Written instruction:
Revise the interview from "We caught up" to "on this project?", replacing "project" with "undertaking".

Text excerpt:

------------------------

Image: Courtesy PICA

If you were to look back at the paintings produced over the past 100 years, what would they tell you? How would you select the best, the most interesting, the ones you most want to talk about or record or remember?

New York-based critic and curator Bob Nickas took on just such a challenge last year, and he upped the ante: He decided not only to choose 100 paintings, but to select just one from each year, gathering them in an order that led to surprises, even for himself. The result, 100 Paintings / 100 Years, is presented at PICA on Monday, November 7, with Nickas discussing his selections. 

We caught up with Nickas ahead to find out about why he thinks we need to challenge art history, what he learned, and what he left out.  

What prompted you to take on this project?

I was asked to choose 100 images of paintings for a talk at the Bruce High Quality Foundation free school. I like the idea of a free school that is not necessarily run by academics. There were no specific instructions for the selection. Altogether they asked 10 different people, mostly artists, to present these talks. In the end, there would be an archive of 1,000 images. I like to raise the difficulty level of this sort of thing, so I decided to choose the 100 images in chronological order and since we were in 2015 at the time, that meant the span would be 1915 to 2015. 1915 as a starting point means that you begin with the monochrome and the readymade, and almost all art comes from there in one way or another, whether rejected or embraced. 

Tell us about your selective process: how did you make your decisions?

As quickly and intuitively as possible. I wanted to call up artists and artworks in a free-associative way and see where that led, then seeing where the dates placed the individual works. And as one led to another, I found myself playing a kind of game of exquisite corpse. Each image followed in surprising ways, even to myself. I did not want in any way to follow a prescribed or known and accepted narrative of art. The last hundred years has allowed in recent time for a re-shuffling of the deck.

------------------------

Information provided:
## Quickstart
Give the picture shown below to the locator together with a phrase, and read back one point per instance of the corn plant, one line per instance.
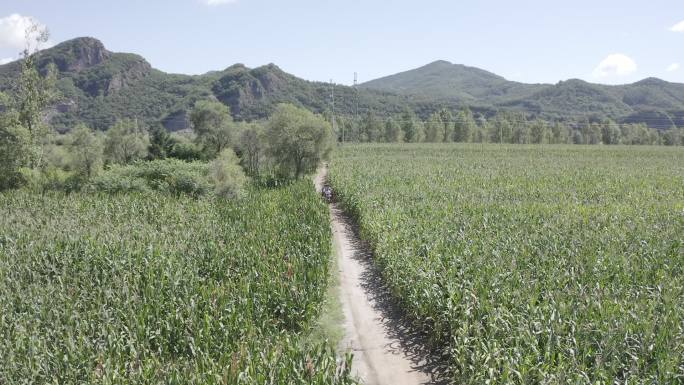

------------------------

Exercise result:
We caught up with Nickas ahead to find out about why he thinks we need to challenge art history, what he learned, and what he left out.  

What prompted you to take on this undertaking?